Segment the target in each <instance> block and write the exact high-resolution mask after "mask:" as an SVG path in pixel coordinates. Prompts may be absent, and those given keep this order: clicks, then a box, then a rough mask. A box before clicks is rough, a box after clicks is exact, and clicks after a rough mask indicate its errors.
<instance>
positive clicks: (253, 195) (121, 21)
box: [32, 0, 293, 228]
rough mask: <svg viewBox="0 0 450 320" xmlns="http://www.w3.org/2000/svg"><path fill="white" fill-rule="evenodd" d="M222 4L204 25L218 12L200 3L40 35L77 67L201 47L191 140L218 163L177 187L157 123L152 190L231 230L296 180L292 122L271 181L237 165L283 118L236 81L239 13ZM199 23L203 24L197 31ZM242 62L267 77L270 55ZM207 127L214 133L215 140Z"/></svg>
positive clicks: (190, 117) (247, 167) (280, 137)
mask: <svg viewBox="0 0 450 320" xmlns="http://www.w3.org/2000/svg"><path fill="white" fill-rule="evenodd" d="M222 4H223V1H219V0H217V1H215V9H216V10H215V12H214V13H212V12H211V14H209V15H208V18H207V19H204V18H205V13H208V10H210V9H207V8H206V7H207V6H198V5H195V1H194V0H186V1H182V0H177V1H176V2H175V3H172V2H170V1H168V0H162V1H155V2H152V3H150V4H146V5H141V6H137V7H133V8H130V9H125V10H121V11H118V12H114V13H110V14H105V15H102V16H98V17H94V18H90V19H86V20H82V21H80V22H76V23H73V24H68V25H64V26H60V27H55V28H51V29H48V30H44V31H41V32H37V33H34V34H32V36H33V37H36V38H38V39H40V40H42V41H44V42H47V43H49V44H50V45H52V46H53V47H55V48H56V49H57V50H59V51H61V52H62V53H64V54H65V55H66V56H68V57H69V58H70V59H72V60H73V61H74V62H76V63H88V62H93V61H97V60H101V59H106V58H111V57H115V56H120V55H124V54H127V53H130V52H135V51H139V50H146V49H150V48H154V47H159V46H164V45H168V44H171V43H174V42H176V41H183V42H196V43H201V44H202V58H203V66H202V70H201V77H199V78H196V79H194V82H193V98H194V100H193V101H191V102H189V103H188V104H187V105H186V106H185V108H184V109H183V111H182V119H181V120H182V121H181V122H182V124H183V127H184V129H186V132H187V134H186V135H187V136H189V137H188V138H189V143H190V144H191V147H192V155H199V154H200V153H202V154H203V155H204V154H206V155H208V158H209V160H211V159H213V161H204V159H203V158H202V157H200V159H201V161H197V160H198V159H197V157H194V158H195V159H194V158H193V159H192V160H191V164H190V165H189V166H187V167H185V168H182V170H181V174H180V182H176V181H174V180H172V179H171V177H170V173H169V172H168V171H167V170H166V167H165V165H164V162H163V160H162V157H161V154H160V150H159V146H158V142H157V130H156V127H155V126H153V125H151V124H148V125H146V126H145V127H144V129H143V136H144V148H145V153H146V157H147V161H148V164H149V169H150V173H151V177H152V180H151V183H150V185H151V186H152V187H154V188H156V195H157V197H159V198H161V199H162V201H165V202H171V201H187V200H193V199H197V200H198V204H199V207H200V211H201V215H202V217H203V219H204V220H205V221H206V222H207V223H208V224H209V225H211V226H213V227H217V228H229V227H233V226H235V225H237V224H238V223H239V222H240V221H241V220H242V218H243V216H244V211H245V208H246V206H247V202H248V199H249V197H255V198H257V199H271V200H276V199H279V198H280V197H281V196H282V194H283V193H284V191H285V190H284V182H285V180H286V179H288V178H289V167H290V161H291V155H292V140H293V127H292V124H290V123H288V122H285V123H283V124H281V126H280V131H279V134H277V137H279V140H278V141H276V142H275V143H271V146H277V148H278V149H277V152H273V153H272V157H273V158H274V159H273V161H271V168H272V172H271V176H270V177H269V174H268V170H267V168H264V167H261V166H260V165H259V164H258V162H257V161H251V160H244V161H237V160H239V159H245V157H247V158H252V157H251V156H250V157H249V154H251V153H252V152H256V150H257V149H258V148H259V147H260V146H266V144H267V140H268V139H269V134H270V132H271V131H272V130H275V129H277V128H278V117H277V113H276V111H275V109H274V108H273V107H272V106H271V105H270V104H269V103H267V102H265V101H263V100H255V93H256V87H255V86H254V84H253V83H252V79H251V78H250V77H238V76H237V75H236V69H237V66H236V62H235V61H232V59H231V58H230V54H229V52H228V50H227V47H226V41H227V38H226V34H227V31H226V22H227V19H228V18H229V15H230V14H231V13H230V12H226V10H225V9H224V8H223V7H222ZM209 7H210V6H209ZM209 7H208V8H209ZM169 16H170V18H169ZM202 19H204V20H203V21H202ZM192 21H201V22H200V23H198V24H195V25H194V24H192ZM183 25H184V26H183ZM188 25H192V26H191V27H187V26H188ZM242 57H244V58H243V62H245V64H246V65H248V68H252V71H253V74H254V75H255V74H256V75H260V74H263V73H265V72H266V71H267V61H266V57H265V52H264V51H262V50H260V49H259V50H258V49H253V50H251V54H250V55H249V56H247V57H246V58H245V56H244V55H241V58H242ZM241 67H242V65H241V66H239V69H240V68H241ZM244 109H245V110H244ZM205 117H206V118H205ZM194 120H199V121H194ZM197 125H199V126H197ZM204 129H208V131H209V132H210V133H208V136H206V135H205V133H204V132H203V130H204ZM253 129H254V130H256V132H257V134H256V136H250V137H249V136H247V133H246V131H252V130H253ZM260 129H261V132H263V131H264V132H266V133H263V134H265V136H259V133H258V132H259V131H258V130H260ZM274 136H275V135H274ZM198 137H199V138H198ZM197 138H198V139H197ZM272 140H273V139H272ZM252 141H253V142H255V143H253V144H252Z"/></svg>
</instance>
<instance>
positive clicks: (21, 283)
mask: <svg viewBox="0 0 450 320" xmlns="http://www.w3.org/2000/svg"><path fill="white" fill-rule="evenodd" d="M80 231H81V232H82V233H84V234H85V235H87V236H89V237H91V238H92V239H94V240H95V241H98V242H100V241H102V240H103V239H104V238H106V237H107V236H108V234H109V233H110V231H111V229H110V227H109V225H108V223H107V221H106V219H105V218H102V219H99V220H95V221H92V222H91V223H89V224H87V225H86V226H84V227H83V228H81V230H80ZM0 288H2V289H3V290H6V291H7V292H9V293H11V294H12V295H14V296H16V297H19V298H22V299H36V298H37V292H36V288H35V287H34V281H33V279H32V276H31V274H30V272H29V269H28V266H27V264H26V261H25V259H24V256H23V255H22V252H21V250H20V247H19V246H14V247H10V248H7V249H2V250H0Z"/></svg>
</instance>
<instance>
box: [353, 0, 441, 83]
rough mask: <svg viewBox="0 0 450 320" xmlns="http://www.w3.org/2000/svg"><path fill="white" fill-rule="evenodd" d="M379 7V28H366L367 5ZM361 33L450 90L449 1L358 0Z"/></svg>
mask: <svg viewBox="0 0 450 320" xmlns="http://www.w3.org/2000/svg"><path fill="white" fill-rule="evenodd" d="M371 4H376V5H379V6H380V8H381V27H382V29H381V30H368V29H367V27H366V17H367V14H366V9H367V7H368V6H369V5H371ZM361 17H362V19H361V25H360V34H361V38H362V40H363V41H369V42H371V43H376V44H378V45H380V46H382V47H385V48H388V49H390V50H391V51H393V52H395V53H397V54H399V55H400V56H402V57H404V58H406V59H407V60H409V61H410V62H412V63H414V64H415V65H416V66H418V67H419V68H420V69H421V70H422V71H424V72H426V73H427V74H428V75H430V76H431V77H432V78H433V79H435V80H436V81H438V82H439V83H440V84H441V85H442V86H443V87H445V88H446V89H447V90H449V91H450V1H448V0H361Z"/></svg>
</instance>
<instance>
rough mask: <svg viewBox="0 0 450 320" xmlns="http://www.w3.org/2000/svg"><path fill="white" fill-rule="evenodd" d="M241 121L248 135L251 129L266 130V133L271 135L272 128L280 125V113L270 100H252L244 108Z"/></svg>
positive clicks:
####################
Exercise instructions
Recast the lines starting at the first line and ending at the line that contains "box: [32, 0, 293, 228]" as a Markdown table with the columns Row and Content, leaving out blank lines.

Answer section
| Row | Content |
|---|---|
| 1 | Segment the target in each <instance> block and write the exact high-resolution mask after "mask:" as an SVG path in pixel coordinates. Prompts may be absent, and those given keep this order: clicks, then a box, then a rough mask. A box before clicks is rough, a box after clicks is exact, and clicks after a rough mask indicate its errors. |
| 2 | <instance> |
| 3 | positive clicks: (253, 195) (121, 21) |
| 4 | box: [32, 0, 293, 228] |